Quoted text
....

Injected dependency formats

Dependencies can be injected in different formats, depending on the required behavior:

  • Contract - Retrieves an instance of another service.

  • Optional<Contract> - Retrieves an instance, but if there is no service providing the contract, an empty optional is provided.

  • List<Contract> - Retrieves all available instances of a given service.

  • Supplier<Contract>, Supplier<Optional<Contract>>, Supplier<List<Contract>> - Similar to the above, but the value is only resolved when get() is called, allowing lazy evaluation to resolve cyclic dependencies and a "storm" of initializations when a service is looked up from the registry. When suppliers aren’t used, all instances MUST be created when the service instance is created (during construction).

Scopes

There are three built-in scopes:

  • @Service.Singleton – A single instance exists in the service registry for the registry lifetime.

  • @Service.PerLookup – A new instance is created each time a lookup occurs (including when injected into an injection point).

  • @Service.PerRequest – A single instance per request exists in the service registry. The definition of a "request" is not enforced by the injection framework but aligns with concepts like an HTTP request-response cycle or message consumption in a messaging system.

Build time

Helidon injection is compile/build time based injection. This provides a significant performance boost since it eliminates the need for reflection or dynamic proxying at runtime, resulting in faster startup. Additionally, it integrates well with Native Image, making it an efficient choice for high-performance applications.

....

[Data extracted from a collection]
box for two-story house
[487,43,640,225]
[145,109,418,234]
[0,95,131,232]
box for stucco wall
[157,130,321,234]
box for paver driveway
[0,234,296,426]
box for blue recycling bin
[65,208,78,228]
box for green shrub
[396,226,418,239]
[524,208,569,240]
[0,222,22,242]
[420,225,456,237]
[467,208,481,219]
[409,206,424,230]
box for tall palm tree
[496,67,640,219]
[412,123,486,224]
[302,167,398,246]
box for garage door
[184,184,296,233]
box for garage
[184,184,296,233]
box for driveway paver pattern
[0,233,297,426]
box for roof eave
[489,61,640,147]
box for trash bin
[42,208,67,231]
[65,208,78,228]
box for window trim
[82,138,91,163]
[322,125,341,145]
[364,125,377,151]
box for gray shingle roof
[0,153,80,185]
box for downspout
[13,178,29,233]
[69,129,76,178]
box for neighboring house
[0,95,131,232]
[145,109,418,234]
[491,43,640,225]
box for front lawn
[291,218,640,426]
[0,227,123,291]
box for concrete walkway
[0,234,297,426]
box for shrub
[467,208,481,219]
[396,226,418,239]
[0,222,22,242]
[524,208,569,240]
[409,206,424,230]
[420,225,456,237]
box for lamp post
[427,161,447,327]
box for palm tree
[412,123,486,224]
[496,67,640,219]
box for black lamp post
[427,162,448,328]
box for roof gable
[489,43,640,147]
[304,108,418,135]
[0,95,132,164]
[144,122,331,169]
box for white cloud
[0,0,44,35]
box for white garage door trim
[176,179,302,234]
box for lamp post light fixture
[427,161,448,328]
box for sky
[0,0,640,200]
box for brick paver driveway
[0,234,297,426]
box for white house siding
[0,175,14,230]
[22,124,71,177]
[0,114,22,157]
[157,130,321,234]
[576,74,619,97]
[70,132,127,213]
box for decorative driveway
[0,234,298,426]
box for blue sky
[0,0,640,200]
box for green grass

....

Tasks to carry out
[1] Extract the full text on Helidon dependency injection, word for word.
[2] Copy, without any change, the part of the entries that starts at the line containing "box for brick paver driveway" and continues to the last of the entries, including both of those lines.

Results of the exercise
[1]
Injected dependency formats

Dependencies can be injected in different formats, depending on the required behavior:

  • Contract - Retrieves an instance of another service.

  • Optional<Contract> - Retrieves an instance, but if there is no service providing the contract, an empty optional is provided.

  • List<Contract> - Retrieves all available instances of a given service.

  • Supplier<Contract>, Supplier<Optional<Contract>>, Supplier<List<Contract>> - Similar to the above, but the value is only resolved when get() is called, allowing lazy evaluation to resolve cyclic dependencies and a "storm" of initializations when a service is looked up from the registry. When suppliers aren’t used, all instances MUST be created when the service instance is created (during construction).

Scopes

There are three built-in scopes:

  • @Service.Singleton – A single instance exists in the service registry for the registry lifetime.

  • @Service.PerLookup – A new instance is created each time a lookup occurs (including when injected into an injection point).

  • @Service.PerRequest – A single instance per request exists in the service registry. The definition of a "request" is not enforced by the injection framework but aligns with concepts like an HTTP request-response cycle or message consumption in a messaging system.

Build time

Helidon injection is compile/build time based injection. This provides a significant performance boost since it eliminates the need for reflection or dynamic proxying at runtime, resulting in faster startup. Additionally, it integrates well with Native Image, making it an efficient choice for high-performance applications.

[2]
box for brick paver driveway
[0,234,297,426]
box for white house siding
[0,175,14,230]
[22,124,71,177]
[0,114,22,157]
[157,130,321,234]
[576,74,619,97]
[70,132,127,213]
box for decorative driveway
[0,234,298,426]
box for blue sky
[0,0,640,200]
box for green grass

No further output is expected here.